Rows contained in a dataset:
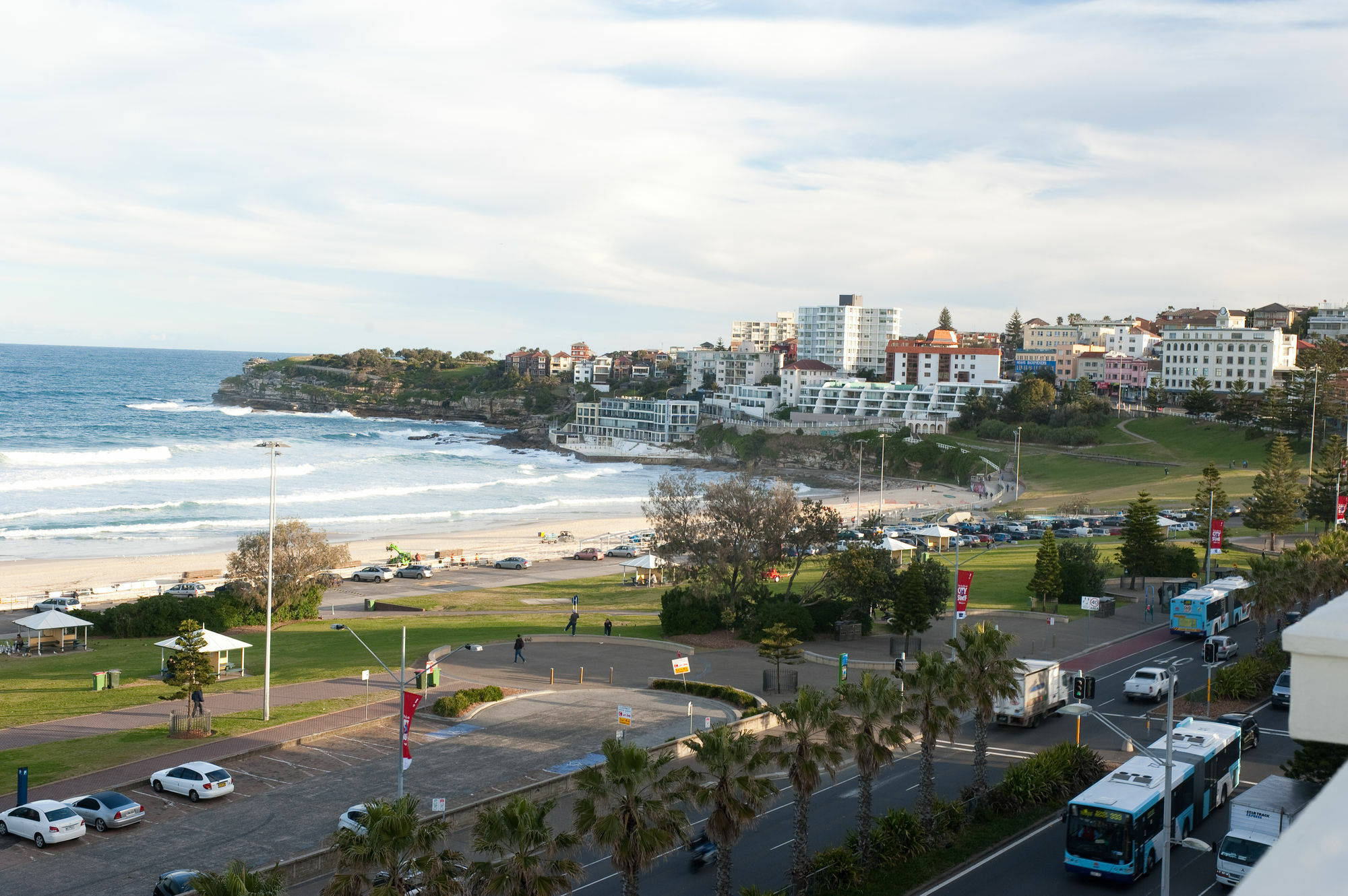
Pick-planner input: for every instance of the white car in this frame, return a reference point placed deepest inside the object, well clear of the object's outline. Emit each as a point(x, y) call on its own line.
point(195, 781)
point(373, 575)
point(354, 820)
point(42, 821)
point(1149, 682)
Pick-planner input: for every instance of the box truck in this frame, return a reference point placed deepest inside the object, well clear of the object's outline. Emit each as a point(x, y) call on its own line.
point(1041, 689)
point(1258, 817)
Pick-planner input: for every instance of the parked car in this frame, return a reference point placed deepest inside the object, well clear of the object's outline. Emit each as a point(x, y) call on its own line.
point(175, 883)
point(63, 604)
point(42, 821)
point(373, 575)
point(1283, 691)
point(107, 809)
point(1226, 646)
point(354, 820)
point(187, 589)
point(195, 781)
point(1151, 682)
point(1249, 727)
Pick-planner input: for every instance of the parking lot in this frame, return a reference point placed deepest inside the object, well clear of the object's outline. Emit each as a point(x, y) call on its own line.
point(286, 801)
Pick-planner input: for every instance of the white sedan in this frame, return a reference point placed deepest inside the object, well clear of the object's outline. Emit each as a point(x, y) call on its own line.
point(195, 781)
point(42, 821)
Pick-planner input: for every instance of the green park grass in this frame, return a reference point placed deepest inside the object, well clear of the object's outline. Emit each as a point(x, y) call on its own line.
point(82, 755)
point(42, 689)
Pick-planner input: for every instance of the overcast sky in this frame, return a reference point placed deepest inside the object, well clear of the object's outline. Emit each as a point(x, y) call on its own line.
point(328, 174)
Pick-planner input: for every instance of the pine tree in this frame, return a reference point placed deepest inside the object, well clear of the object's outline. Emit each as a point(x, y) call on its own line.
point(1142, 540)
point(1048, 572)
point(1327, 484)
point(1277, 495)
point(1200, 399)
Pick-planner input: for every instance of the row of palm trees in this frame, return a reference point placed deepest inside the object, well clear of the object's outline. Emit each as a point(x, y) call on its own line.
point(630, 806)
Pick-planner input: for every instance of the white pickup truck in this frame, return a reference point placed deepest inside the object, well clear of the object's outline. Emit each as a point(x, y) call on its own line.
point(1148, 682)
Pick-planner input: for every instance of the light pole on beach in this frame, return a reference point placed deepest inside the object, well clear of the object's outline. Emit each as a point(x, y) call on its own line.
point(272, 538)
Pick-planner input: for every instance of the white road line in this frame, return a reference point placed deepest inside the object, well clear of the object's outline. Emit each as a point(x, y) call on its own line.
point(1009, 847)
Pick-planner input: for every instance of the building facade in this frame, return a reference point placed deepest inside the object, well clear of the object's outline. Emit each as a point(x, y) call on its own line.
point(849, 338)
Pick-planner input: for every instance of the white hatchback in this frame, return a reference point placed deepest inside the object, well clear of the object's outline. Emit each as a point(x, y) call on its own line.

EXERCISE OBJECTIVE:
Rewrite the rows from the start through the line containing "point(1149, 682)", replacing "white car" with "silver car" and leaving everything else unchanged. Leave the pictures out of your answer.

THE OUTPUT:
Pick-planner input: for every instance of the silver car in this frame, return a reference point placed deepest inside the object, well clear of the object's outline. Emit each as a point(x, y) call on its own line.
point(195, 781)
point(373, 575)
point(354, 820)
point(42, 821)
point(1149, 682)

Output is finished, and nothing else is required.